▸ Exercise goal
Rescale the lines from the one containing "Batch processing job — object class: shrimp tail." up to and including the one containing "46 184 93 217", writing out only those lines, requests included. Multiply every box coordinate in the answers by 1.2 and round each result to a whole number, with halves rounded up.

▸ Material for this task
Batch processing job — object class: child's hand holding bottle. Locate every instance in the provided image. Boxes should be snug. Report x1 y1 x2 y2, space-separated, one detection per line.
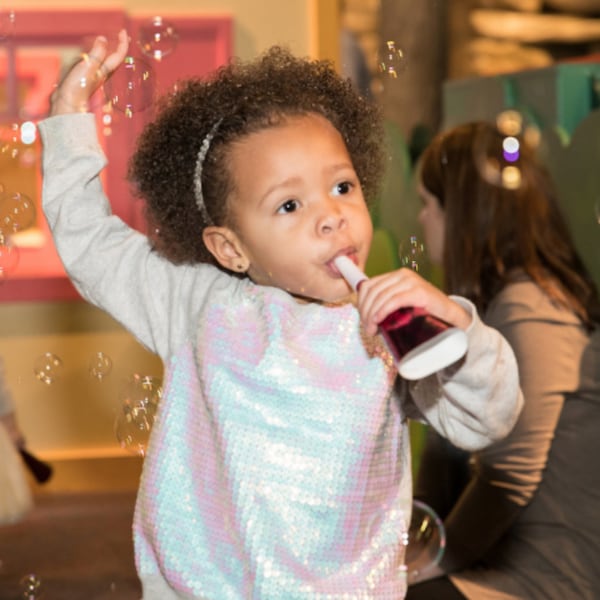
336 256 471 379
50 29 129 115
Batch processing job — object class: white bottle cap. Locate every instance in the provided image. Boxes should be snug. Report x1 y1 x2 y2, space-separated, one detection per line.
333 255 368 291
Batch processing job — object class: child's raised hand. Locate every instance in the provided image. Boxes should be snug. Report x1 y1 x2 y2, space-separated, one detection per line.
358 269 471 335
50 29 129 115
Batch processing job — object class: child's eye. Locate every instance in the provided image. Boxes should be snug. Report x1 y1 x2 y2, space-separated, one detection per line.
333 181 354 196
277 200 299 214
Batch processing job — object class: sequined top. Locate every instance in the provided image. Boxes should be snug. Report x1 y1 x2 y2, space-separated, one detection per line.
40 114 520 600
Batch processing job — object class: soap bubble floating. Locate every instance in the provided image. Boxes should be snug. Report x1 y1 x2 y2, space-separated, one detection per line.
0 230 19 282
377 40 406 80
473 110 541 190
20 573 44 600
403 500 446 583
0 192 35 233
398 235 427 272
138 17 179 61
104 56 155 119
115 374 162 456
0 8 17 42
88 352 112 381
33 352 63 385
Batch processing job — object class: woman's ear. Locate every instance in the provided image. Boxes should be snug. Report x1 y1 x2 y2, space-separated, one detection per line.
202 226 250 273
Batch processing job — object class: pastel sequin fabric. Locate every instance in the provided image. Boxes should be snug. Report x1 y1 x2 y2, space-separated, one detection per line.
134 286 411 600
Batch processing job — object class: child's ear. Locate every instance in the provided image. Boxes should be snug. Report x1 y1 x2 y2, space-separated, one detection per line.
202 226 250 273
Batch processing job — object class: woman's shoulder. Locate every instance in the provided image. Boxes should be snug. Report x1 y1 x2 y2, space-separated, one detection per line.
485 274 580 325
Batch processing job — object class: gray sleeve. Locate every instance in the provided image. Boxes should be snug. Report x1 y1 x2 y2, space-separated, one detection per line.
39 113 230 359
442 284 578 571
407 297 523 450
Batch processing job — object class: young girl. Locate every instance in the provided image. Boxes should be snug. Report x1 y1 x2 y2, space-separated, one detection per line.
40 32 521 600
408 123 600 600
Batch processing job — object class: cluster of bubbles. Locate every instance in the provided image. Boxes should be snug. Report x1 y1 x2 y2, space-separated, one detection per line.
115 374 162 456
377 40 406 79
0 189 36 282
402 499 446 583
20 573 44 600
33 351 162 456
33 351 112 385
69 16 179 120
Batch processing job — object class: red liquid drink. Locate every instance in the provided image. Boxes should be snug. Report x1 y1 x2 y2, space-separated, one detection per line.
335 256 467 379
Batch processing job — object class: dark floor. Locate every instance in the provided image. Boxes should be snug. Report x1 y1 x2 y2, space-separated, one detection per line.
0 492 141 600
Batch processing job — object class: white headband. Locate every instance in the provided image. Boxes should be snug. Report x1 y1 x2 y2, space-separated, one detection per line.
194 119 222 225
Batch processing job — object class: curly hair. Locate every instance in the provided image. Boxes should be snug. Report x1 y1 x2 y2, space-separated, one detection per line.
128 46 384 264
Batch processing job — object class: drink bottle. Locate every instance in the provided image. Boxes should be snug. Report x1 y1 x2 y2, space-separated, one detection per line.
334 256 467 380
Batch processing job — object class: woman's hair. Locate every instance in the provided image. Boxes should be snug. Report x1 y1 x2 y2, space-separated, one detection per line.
129 46 384 264
420 122 600 327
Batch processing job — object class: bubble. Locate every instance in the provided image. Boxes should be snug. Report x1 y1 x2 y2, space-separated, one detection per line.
0 123 21 159
0 192 35 233
88 352 112 381
54 52 106 112
398 235 427 272
33 352 63 385
138 17 179 61
115 374 162 456
20 573 43 600
105 56 155 119
377 40 406 79
403 500 446 582
0 230 20 281
0 8 16 42
473 110 541 190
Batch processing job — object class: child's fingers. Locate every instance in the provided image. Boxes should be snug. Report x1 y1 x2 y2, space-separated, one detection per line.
100 29 129 76
50 30 129 115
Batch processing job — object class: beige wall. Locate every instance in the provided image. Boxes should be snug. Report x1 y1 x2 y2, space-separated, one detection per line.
5 0 339 59
0 0 337 460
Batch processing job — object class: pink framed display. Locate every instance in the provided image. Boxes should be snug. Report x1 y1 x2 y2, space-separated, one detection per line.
0 9 232 302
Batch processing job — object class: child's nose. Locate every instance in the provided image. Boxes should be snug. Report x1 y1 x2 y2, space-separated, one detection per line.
318 200 346 234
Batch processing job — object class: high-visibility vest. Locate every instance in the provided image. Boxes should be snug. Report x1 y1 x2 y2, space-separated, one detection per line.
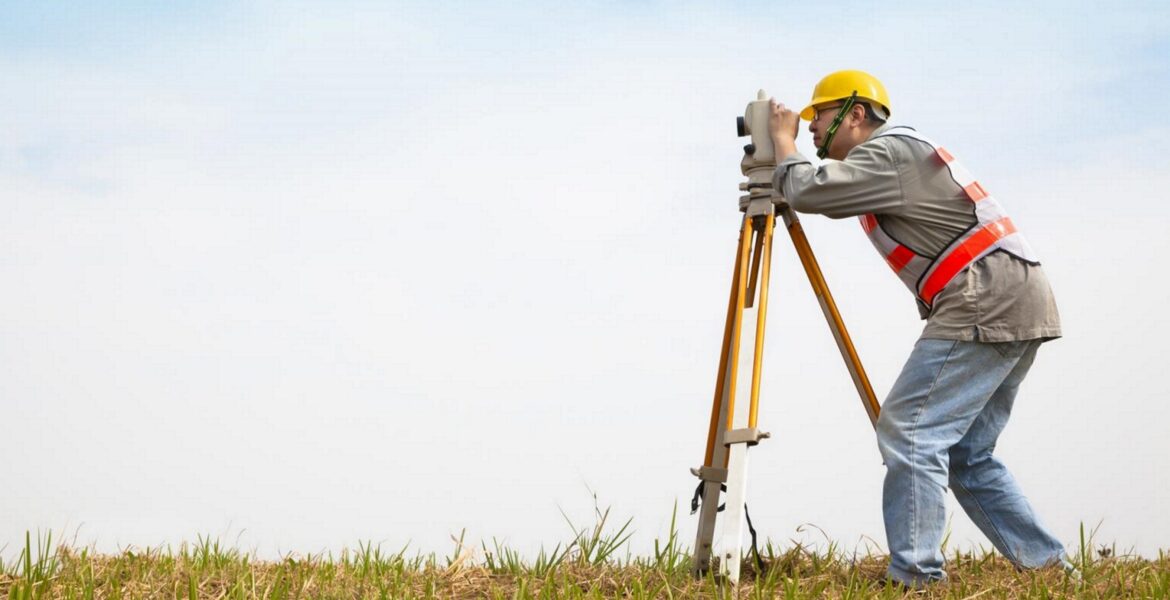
859 126 1039 310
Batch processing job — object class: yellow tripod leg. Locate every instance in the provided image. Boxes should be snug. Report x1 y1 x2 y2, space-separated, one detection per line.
748 214 776 429
778 205 881 426
691 212 752 575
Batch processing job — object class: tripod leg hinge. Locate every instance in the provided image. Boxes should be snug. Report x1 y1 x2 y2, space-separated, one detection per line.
690 467 728 483
723 427 772 446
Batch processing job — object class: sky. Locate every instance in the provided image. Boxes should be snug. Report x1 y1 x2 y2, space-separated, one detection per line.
0 1 1170 558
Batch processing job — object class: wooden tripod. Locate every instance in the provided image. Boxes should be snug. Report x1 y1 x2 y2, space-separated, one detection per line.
691 199 880 584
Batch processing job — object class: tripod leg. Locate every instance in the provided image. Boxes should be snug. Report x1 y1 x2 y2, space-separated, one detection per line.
720 214 776 585
691 212 751 575
778 205 881 426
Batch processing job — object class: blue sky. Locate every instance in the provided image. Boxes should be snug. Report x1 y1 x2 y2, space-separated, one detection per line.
0 2 1170 554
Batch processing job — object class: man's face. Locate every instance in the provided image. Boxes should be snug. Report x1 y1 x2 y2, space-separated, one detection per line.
808 101 842 147
808 101 865 160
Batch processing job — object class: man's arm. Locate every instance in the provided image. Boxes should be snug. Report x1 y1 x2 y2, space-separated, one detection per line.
772 142 906 219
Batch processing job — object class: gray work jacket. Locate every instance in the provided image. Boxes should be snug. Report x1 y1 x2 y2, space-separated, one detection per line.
772 125 1061 342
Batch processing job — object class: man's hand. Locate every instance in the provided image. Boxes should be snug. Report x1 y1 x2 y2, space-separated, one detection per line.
768 98 800 160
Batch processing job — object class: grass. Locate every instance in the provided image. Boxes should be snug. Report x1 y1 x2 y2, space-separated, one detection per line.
0 510 1170 600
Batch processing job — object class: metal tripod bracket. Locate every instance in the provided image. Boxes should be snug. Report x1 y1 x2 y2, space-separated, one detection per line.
723 427 772 447
690 467 728 483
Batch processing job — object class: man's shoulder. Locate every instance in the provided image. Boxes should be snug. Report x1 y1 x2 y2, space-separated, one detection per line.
861 124 935 159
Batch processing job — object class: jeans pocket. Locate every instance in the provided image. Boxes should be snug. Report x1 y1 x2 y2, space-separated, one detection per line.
989 342 1027 358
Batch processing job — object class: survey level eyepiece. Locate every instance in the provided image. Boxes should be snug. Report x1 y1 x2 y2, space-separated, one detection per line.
736 90 776 166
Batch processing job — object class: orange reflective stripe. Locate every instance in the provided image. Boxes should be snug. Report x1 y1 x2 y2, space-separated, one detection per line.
963 181 989 202
918 216 1016 305
886 244 914 273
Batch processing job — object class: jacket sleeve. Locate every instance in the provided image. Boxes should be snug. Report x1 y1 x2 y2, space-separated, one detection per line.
772 139 906 219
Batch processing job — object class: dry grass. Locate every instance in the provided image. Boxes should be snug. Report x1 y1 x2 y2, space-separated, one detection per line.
0 518 1170 600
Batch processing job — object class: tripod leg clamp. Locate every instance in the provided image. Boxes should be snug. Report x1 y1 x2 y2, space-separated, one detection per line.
690 467 728 483
723 427 772 446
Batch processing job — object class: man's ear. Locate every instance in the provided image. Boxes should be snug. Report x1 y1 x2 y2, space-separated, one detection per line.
849 103 866 126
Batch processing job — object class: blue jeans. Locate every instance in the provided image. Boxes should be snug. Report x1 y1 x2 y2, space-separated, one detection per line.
878 339 1065 586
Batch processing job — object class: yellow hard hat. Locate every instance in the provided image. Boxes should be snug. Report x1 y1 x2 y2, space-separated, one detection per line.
800 71 890 120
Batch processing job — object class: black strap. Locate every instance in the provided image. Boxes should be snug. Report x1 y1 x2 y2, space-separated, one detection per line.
690 481 764 574
743 502 764 575
690 481 728 515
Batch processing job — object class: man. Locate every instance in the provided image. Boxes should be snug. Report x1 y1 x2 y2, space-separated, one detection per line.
770 71 1067 587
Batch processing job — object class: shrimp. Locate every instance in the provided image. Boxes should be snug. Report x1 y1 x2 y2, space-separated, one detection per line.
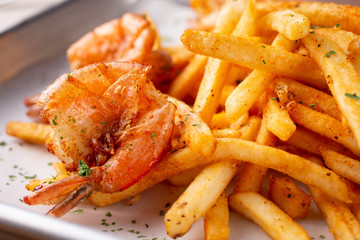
24 62 176 217
66 13 156 70
25 13 175 118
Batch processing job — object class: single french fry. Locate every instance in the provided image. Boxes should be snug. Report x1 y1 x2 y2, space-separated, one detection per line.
289 103 360 156
168 97 216 156
6 121 52 144
233 115 276 193
319 147 360 184
313 26 360 55
169 1 245 99
275 77 341 120
181 30 327 89
239 115 261 141
169 55 208 99
302 33 360 145
225 70 273 123
259 9 310 40
286 126 355 156
229 112 249 130
225 34 295 122
349 52 360 75
219 85 236 107
308 187 360 240
213 138 352 202
212 128 241 138
164 160 237 238
269 176 311 219
304 155 360 240
167 166 204 186
256 1 360 34
349 203 360 221
162 45 194 69
264 98 296 141
226 64 251 85
210 111 230 129
229 191 310 240
204 192 230 240
194 0 257 124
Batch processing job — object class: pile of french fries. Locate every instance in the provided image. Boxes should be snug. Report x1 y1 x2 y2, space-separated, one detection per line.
4 0 360 240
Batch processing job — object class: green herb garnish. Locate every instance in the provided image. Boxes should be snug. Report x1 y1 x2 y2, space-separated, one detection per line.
73 209 84 213
78 160 90 177
309 103 317 108
325 51 336 58
345 93 360 100
151 133 156 140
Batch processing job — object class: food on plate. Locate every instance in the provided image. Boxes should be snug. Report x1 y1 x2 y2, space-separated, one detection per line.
24 62 175 216
4 0 360 239
269 176 311 219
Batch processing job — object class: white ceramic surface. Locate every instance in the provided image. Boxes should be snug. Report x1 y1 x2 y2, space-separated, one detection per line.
0 0 358 240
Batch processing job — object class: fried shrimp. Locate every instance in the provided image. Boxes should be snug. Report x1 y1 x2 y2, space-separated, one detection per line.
24 62 176 217
66 13 156 70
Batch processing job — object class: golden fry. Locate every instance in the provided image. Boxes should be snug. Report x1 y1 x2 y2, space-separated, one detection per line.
6 121 52 144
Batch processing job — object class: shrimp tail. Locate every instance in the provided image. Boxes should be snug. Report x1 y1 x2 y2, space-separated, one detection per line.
46 184 93 217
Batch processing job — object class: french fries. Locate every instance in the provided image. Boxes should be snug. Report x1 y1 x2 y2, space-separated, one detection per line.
164 160 237 238
259 9 310 40
13 0 360 240
168 97 216 156
302 33 360 145
181 30 327 89
6 121 52 144
204 191 230 240
269 176 311 219
229 191 310 240
319 147 360 184
264 98 296 141
194 0 257 123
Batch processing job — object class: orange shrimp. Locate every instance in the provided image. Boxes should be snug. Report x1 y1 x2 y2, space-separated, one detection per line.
66 13 156 70
24 62 176 217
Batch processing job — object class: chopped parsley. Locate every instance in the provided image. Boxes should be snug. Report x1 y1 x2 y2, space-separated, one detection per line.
19 173 36 179
325 51 336 58
73 208 84 213
151 133 156 140
309 103 317 108
78 160 90 177
345 93 360 100
52 115 57 126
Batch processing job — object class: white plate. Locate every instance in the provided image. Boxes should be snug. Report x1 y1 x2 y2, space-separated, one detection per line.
0 0 358 240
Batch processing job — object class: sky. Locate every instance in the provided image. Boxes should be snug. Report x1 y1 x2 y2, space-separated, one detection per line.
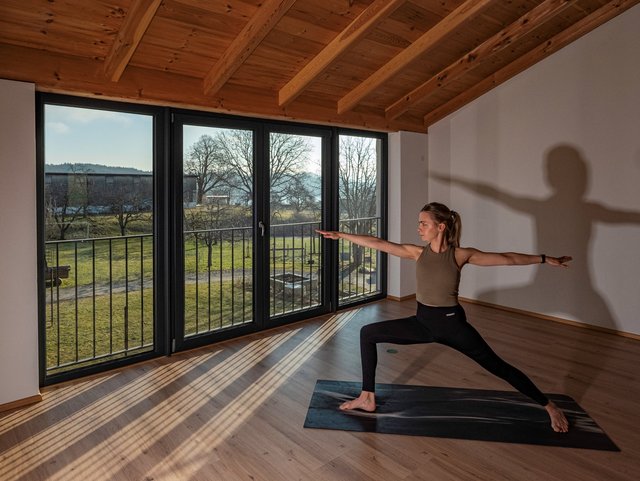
44 105 321 174
44 105 153 172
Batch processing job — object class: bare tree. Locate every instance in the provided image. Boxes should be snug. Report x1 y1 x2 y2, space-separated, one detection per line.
105 177 153 236
184 199 229 267
45 172 88 240
217 130 311 204
184 135 229 204
282 172 318 214
338 136 378 271
338 136 378 219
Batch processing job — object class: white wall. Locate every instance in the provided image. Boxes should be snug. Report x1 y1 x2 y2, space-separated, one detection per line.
387 132 428 298
0 79 38 405
429 6 640 334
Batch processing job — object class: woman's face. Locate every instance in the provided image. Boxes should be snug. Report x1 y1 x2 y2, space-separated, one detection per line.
418 212 444 242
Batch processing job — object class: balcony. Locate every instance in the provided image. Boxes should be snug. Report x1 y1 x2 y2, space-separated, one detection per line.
44 217 380 375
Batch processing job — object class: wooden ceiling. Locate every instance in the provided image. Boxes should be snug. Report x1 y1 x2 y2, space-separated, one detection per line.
0 0 640 132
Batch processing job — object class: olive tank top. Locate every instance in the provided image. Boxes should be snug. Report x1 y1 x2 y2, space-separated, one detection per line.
416 246 460 307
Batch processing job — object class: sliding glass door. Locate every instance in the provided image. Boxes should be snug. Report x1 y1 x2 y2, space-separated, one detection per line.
268 131 328 319
174 115 330 350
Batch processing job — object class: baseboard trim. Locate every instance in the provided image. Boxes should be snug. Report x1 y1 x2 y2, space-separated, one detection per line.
460 297 640 341
0 393 42 413
387 294 416 302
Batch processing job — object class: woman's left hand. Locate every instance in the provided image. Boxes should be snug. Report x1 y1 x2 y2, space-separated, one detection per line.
546 256 573 267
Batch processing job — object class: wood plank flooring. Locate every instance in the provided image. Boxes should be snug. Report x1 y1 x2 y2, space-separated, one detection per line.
0 301 640 481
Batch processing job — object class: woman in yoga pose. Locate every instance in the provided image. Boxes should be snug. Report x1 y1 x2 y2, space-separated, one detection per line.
318 202 571 432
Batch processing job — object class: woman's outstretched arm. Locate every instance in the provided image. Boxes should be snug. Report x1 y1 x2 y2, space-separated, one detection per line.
316 229 423 260
456 247 572 267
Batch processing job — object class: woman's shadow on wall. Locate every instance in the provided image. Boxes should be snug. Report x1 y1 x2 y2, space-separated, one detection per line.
430 145 640 401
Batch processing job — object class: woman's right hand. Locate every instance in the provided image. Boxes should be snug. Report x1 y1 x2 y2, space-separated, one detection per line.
316 229 340 240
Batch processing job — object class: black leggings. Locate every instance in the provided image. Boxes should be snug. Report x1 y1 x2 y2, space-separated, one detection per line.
360 303 549 406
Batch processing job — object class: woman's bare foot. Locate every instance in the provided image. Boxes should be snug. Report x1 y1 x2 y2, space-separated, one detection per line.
544 401 569 433
340 391 376 413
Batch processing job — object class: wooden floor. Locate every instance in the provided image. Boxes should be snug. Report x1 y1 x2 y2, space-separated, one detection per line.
0 301 640 481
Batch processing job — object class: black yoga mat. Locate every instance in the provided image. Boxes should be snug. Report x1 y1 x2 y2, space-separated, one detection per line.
304 380 620 451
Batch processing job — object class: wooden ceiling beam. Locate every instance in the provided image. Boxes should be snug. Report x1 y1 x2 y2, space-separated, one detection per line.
424 0 640 129
278 0 406 106
338 0 495 114
0 43 424 132
385 0 577 119
104 0 162 82
204 0 296 95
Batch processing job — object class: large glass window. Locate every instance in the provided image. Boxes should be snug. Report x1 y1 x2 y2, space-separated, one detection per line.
38 94 385 384
182 125 254 338
337 134 383 305
43 104 154 375
269 132 324 317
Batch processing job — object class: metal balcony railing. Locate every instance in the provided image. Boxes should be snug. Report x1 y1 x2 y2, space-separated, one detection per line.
45 234 154 374
44 217 380 374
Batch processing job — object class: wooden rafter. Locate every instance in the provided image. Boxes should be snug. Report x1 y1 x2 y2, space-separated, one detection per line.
385 0 577 119
104 0 162 82
424 0 639 128
338 0 495 114
278 0 406 106
204 0 296 95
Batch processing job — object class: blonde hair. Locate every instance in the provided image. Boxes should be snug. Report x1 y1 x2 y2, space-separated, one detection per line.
420 202 462 247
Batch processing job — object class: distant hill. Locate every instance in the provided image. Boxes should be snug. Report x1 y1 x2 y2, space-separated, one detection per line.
44 164 150 174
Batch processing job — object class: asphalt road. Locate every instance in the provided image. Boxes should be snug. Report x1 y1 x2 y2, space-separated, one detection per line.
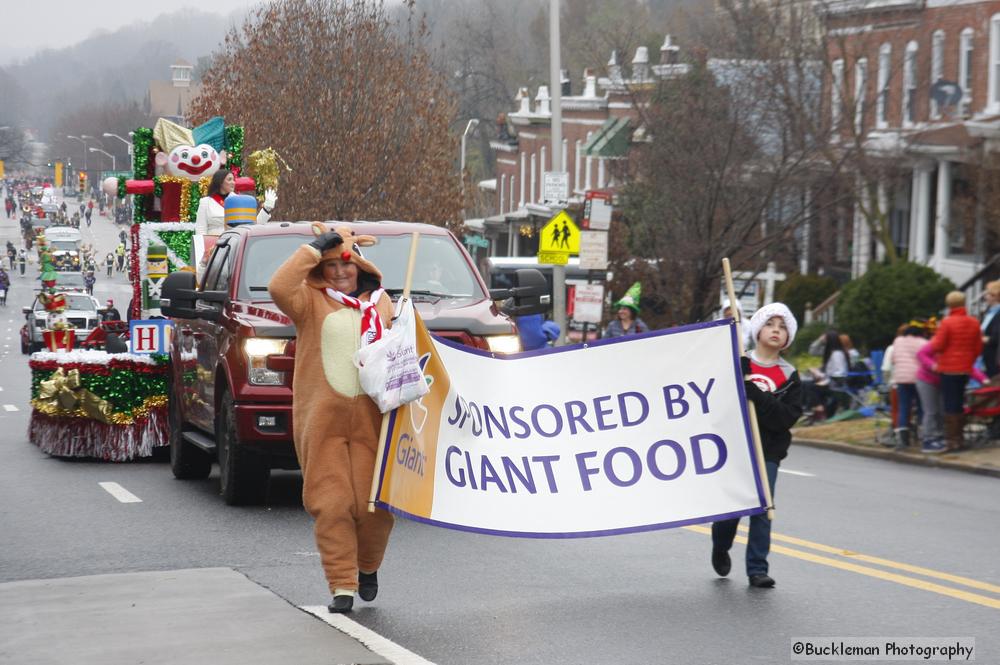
0 193 1000 665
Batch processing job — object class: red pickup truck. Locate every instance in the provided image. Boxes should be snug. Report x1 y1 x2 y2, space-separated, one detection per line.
160 222 548 505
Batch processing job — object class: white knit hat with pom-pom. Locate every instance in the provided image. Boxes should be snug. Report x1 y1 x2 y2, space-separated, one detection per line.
747 302 799 350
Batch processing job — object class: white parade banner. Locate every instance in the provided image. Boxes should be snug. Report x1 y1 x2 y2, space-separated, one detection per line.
376 320 766 538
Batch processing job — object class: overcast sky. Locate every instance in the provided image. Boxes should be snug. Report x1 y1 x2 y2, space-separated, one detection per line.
0 0 261 65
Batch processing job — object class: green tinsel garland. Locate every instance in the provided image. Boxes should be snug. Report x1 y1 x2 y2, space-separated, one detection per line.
157 231 194 265
132 127 154 224
226 125 243 175
31 369 170 413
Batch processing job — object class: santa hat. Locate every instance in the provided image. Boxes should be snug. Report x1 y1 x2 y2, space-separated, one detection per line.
749 302 799 349
312 222 382 292
615 282 642 316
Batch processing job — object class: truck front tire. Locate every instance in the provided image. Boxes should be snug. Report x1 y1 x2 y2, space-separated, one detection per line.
215 390 271 506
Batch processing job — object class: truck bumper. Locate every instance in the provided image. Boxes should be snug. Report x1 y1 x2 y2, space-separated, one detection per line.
236 403 293 448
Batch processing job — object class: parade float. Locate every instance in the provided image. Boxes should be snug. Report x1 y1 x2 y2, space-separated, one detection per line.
29 117 277 462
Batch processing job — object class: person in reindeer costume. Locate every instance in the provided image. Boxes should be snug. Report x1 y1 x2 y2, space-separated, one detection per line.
268 222 393 613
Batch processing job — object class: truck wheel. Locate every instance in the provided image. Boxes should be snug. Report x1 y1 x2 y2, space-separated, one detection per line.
167 395 212 480
215 390 271 506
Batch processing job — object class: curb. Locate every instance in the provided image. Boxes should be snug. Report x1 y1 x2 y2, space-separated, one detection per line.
792 437 1000 478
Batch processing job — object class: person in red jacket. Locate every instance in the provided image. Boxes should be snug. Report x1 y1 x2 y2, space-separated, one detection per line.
931 291 983 451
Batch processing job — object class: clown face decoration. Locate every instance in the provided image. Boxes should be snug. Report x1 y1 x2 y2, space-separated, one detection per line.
161 143 226 182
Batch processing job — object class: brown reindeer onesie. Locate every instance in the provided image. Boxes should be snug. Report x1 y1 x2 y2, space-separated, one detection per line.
268 223 393 611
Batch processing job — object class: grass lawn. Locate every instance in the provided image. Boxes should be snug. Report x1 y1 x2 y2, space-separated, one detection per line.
792 418 890 446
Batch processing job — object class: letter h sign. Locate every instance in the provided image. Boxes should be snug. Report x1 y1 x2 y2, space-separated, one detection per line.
128 319 174 353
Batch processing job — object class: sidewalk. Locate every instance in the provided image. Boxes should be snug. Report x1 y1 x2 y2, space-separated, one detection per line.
792 418 1000 478
0 568 388 665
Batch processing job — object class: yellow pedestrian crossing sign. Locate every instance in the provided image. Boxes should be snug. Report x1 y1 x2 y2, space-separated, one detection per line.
538 210 580 256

▸ Result for this task
Batch processing job — object class: shrimp tail. Locate every instance in the provided image. Boxes should be snug. Report x1 y1 x2 y2, space-separated, one detection per line.
55 221 112 260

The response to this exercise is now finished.